● **EXCERPT**

- - - -

Students were encouraged to??stay away from a life of lawlessness, violence??and quick money. (FP)

Assault tops the list of crimes committed by juveniles, followed by wandering, theft and drugs.

These were among the statistics outlined by Senior Superintendent of Police, (Southern Division) Eucklyn Thompson, as he addressed students at the start of the In the Winners’ Circle programme at the Christ Church Parish Church Centre today.

Addressing Class 4 students of the Milton Lynch and St. Lawrence Primary Schools, Mr. Thompson said there were 103 criminal cases against juveniles in 2008; 89 in 2009; 82 in 2010; 83 in 2011 and 96 in 2012.

Of those, there were 30 cases of assault by juveniles in 2008; 21 in 2009; 19 in 2010; 24 in 2011 and 29 in 2012, while cases of wandering involved 11 children in 2008; 21 in 2009; 11 in 2010; two in 2011 and 10 in 2012.

However, the senior lawman cautioned young people about to enter secondary school, that those cases were as a result of bad choices and urged them not to make similar mistakes.

Mr. Thompson said the programme under the theme: In the Winners’ Circle: Making the Right Choice, sought to give students information that would help them make the right decisions. "This is important as time and time again we have seen youngsters with great potential yielding to negative influences, thus veering off the path on which success was guaranteed," he noted.

Those who veer off, he added, allowed themselves to be influenced to the point that they no longer had visionary objectives and goals that would redound to their long term benefit.

"Everything about that decision you are about to make – your head, your heart, your mind – tells you that you will end up on the wrong side of the road. Yet, you allow persons with less skills, training and understanding to influence you," he lamented.

Mr. Thompson warned that such a lifestyle would allow students to become attracted to the fast lane, one which had a "production line of lawlessness, violence, quick money and ultimately a life of crime, or one which inhibits your potential to make use of your God-given talents and abilities".

In such cases, he pointed out that it was a situation of the child simply making a bad choice. "Poor choices result in bad judgments; bad judgments result in bad habits; bad habits result in wasted opportunities; wasted opportunities result in a life that settles for mediocrity and things that give no lasting happiness," he warned.

The Police Superintendent told the students it was, therefore, important to see themselves as the future leaders of society, whether it be in politics, in medicine, the legal profession, religion, agriculture, tourism or other industrious areas of endeavour. "There will always be persons retiring. Thus you will need to be in line to fill any vacancy suitable to your area of training," he pointed out.

The lawman advised students to use the knowledge gained from their teachers, parents and guardians in the recent examination to achieve a level of satisfaction and excellence. "I urge you to aim for excellence as you transfer to your new school where higher learning, including the introduction of new subjects, will take place.

"…Whatever the result [of the examination] you must realise that there is a purpose for which you were born and for which you ought to strive to fulfill. It may not be in the field of academics but it could be in another wholesome field of endeavour which will not detract from your quest to become a person of good standing in society," he told his captive audience.

Offering words of advice for the future, Mr. Thompson said: "…Avoid coveting property belonging to others; gossip; disobeying instructions at home and at school; bullying; lateness; cheating; stealing; hatred; malice; unforgiveness; having weapons on your person to use against others; [and] cursing."

Instead, Mr. Thompson urged them to practise such attributes as love; helpfulness; obedience to teachers and parents; punctuality; honesty; forgiveness; sharing; caring; forming wholesome friendships, and working in teams, especially to assist slow learning classmates.

"If the latter category of attributes are truly embraced and practised, there would be no need for police intervention at school, on the streets, on the buses or in your neighbourhoods," he contended.

- - - -

● **SUPPLIED DATA**

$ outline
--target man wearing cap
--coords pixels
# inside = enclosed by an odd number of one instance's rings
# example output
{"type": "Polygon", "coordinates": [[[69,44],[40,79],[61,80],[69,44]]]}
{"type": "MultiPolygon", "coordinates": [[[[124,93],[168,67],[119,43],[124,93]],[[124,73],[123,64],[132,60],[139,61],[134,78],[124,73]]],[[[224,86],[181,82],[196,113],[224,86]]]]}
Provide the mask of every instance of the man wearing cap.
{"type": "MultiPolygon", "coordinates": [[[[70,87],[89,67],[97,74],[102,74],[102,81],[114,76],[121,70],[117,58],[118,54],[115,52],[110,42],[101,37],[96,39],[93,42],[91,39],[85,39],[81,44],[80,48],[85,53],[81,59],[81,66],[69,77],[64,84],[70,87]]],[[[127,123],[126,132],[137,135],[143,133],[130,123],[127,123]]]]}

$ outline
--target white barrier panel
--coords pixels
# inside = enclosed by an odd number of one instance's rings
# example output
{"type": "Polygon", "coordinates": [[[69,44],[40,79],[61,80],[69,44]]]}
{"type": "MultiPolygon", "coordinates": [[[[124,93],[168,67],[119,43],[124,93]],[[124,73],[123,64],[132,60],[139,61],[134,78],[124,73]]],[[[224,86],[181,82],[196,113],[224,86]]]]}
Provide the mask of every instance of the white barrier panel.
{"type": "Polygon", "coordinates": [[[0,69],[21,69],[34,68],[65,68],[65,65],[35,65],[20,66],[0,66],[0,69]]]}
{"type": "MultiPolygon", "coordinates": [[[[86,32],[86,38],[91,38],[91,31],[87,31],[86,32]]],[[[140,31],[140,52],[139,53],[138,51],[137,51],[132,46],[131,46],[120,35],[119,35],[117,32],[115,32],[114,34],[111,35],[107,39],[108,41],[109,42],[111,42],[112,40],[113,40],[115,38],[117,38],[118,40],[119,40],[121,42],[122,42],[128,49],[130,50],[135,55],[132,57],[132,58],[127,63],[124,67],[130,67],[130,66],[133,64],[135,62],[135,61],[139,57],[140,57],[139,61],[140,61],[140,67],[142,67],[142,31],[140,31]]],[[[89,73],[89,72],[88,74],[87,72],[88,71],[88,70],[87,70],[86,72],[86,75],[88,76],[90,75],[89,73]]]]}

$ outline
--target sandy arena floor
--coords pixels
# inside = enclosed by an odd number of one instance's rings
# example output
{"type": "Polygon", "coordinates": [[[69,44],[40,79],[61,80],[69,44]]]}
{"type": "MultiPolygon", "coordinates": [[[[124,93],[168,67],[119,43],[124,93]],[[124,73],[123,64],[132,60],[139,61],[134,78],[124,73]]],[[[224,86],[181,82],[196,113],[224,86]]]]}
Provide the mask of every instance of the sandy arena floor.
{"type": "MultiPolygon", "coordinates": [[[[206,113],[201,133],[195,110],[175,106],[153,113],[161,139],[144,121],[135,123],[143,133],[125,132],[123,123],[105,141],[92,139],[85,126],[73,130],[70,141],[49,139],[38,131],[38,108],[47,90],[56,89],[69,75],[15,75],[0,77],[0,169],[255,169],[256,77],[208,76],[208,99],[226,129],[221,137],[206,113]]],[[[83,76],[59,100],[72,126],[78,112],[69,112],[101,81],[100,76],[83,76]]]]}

- - - -

● **PROMPT**
According to the news article about the In the Winners' Circle programme, which crime tops the list of those committed by juveniles?

● **RESPONSE**
Assault tops the list, followed by wandering, theft and drugs.